[STORED DATA — start]

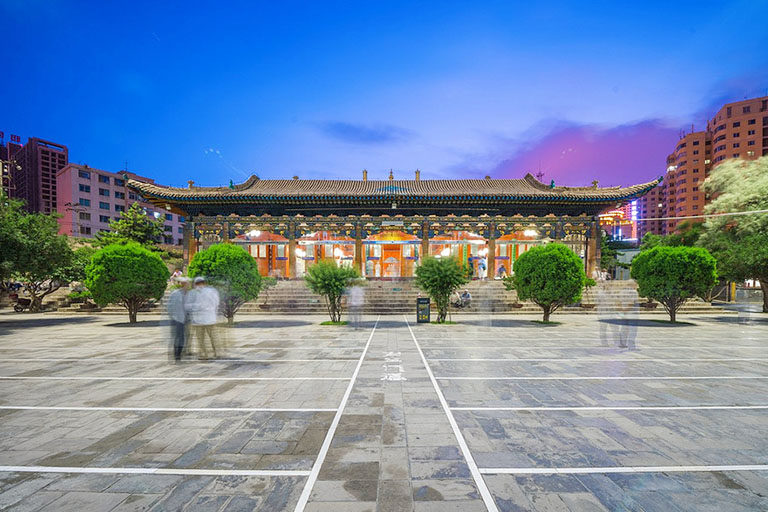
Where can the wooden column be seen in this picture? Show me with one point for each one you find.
(291, 250)
(593, 249)
(359, 259)
(491, 251)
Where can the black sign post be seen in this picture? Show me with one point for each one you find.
(422, 310)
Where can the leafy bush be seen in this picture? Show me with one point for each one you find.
(550, 276)
(330, 280)
(129, 275)
(672, 275)
(233, 271)
(440, 277)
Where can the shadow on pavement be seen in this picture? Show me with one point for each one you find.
(269, 324)
(507, 322)
(8, 326)
(646, 323)
(141, 323)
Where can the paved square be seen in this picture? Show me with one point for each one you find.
(494, 413)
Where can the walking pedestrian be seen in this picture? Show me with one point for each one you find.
(203, 305)
(178, 316)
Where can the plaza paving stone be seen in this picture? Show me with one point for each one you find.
(527, 400)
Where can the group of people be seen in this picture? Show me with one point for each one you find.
(193, 308)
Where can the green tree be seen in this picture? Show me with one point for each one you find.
(134, 226)
(129, 275)
(551, 276)
(232, 271)
(43, 261)
(328, 279)
(739, 242)
(672, 275)
(11, 212)
(440, 277)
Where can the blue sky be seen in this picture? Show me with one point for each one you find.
(217, 91)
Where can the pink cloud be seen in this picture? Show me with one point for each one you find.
(577, 154)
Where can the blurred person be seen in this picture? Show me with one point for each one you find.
(203, 305)
(178, 315)
(356, 300)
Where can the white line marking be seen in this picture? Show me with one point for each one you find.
(725, 377)
(619, 408)
(622, 469)
(4, 377)
(228, 361)
(641, 347)
(159, 409)
(490, 504)
(592, 360)
(310, 483)
(153, 471)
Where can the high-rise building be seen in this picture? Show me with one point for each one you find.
(738, 130)
(88, 199)
(35, 182)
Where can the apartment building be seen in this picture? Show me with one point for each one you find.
(88, 199)
(738, 130)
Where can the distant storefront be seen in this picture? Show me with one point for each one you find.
(385, 227)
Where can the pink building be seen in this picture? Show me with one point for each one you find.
(89, 198)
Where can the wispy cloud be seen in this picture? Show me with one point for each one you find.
(575, 154)
(353, 133)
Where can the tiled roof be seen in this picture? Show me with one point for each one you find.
(300, 191)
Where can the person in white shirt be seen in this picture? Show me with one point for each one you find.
(178, 316)
(203, 305)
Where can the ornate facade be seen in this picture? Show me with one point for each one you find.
(385, 227)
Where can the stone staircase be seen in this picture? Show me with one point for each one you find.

[STORED DATA — finish]

**WORK ORDER**
Your answer must be the records above, word for word, with no pictures.

**THE ANSWER**
Where can the wooden column be seen in this picture? Show me with one point for each one you find.
(291, 250)
(593, 249)
(359, 259)
(491, 251)
Where can the black sign post be seen in this picture? Show me with one point for each one you find.
(422, 310)
Where can the leafy bush be seen in this picture? Show me with one point for each one you find.
(550, 276)
(330, 280)
(129, 275)
(672, 275)
(233, 271)
(440, 277)
Where can the shadow on pavement be seen in this picture? Show me with one point for each one you find.
(269, 324)
(507, 322)
(8, 326)
(646, 323)
(141, 323)
Where can the paved square be seen in this picture? Show me with one point for each one you find.
(494, 413)
Where can the walking pedestrian be seen in this picture? Show me with one point for each one you find.
(203, 305)
(178, 316)
Where can the plaza paving stone be seen in this picture? Show me with one point for each one you find.
(527, 400)
Where can the group of people be seen in this picture? Show me with one point for each one you find.
(193, 308)
Where can the green tree be seen in this picture? Show me with one point for each one you find.
(134, 226)
(129, 275)
(551, 276)
(232, 271)
(43, 261)
(328, 279)
(739, 242)
(672, 275)
(11, 212)
(440, 277)
Where can the blue sky be seen in this picture? Show me with one point for each one you find.
(217, 91)
Where can the pink cloud be seen in this picture? Show me with one point for each one you find.
(577, 154)
Where can the blurred person be seen in this picture? Show me with one point for each one you find.
(203, 305)
(178, 315)
(356, 300)
Where can the white line marking be seen in this picture? Show me with one point for each one you find.
(725, 377)
(619, 408)
(622, 469)
(4, 377)
(228, 361)
(641, 347)
(159, 409)
(490, 504)
(592, 360)
(310, 483)
(153, 471)
Where can the high-rise building be seen in this picture? Show me with one point for each one you find.
(738, 130)
(88, 199)
(35, 182)
Where can the apartment building be seen in this picture? Show me with one point for each one you find.
(88, 199)
(738, 130)
Where can the distant storefront be seen in this picture? Show me with one point for each one you find.
(385, 227)
Where can the pink building be seen in this picture? Show me with one point for each one you find.
(89, 198)
Where can the wispy cloud be seen in this picture? Show me with one point for each one you find.
(575, 154)
(353, 133)
Where can the tiled roof be seen in this picture? Show me with one point for each one you find.
(300, 191)
Where can the person in white shirt be seen in this picture? Show me with one point for each one you find.
(178, 316)
(203, 305)
Where can the ornate facade be seen in this picture? Show me with one point for each one you find.
(385, 227)
Where can the stone staircase be seen in this picture? Show me with one point for each one you find.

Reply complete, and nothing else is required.